Task - Give back every entry, copied exactly.

┄┄┄┄┄┄┄┄┄┄┄┄┄┄┄┄┄┄┄┄

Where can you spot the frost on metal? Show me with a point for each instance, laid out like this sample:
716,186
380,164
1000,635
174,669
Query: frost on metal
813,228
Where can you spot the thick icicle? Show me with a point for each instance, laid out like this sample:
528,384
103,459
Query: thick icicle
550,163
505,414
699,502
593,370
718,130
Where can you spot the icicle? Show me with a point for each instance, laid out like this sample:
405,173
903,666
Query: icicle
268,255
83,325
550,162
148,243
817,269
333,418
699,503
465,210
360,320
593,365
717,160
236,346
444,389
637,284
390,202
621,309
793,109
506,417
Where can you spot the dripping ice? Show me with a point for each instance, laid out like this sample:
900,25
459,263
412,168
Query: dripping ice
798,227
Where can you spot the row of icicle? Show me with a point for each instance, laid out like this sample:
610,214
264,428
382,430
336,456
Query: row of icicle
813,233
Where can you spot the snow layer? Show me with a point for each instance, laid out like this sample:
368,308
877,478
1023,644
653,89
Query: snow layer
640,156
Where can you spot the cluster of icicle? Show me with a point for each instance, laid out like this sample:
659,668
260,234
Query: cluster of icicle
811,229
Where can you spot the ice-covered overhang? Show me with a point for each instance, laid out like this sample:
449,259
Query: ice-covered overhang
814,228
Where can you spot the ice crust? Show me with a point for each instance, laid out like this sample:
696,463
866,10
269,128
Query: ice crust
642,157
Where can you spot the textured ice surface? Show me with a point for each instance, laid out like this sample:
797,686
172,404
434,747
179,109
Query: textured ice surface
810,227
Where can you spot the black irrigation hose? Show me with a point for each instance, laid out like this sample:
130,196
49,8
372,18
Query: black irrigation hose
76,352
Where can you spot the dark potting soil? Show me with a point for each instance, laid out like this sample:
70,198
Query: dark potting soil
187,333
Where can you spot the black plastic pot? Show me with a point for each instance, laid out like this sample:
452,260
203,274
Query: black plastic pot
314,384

┄┄┄┄┄┄┄┄┄┄┄┄┄┄┄┄┄┄┄┄

Solution for this task -
Where can you spot the frost on metal? Show me with a point for each instance, laid out like this sample:
716,186
380,164
1000,635
174,669
Query: frost on metal
813,228
Where can you spot the thick icicle? Show me with a point for each instance, laid out like this sample:
528,384
103,459
Query: thick icicle
550,163
505,414
699,502
593,370
718,130
Where can you spot the icicle? Show me with a point for each instance, laid out like this sample:
405,173
903,666
Query: icicle
268,255
83,325
550,162
148,243
817,269
333,418
699,503
465,210
360,320
593,365
717,160
236,346
444,389
637,284
390,202
621,309
793,109
506,417
Where can you spot the dripping ice? Show me with a point for each instance, laid out like this sample:
900,25
459,263
412,168
Query: dripping ice
798,227
Where can you spot the row of icicle? Show me with a point for each instance, laid out like this sample:
610,214
264,428
382,430
336,456
Query: row of icicle
813,233
Where can you spot the snow layer? Show me with a point for each instance, laid out like this sample:
368,308
877,478
1023,644
653,89
Query: snow layer
640,156
Where can you spot the cluster of icicle? Show me with a point for each instance, laid out like this sample:
659,668
260,234
Query: cluster of icicle
811,229
Where can you spot the ice-covered overhang? Show me with a point for each instance, laid out like this sample:
449,259
Query: ice-covered overhang
814,228
Where can you spot the ice crust? Show me with a point for each instance, laid out like this sample:
696,463
866,10
269,128
Query: ice crust
642,157
Where can you spot the textured ice surface? Show me with a point for each instance, laid out like this sample:
797,686
172,404
434,747
179,109
Query: textured ice surface
810,227
Where can you spot the black irrigation hose? Show me with a point for each instance, laid out like this sample:
130,196
49,8
372,18
Query: black irrigation hose
76,352
Where can you spot the dark potting soil? Show me with a point for each instance, laid out like this sample:
70,198
Query: dark potting soil
187,333
Where can you spot the black plastic pot? Show me with a point for each instance, laid out like this sample:
452,260
203,274
Query: black plastic pot
314,384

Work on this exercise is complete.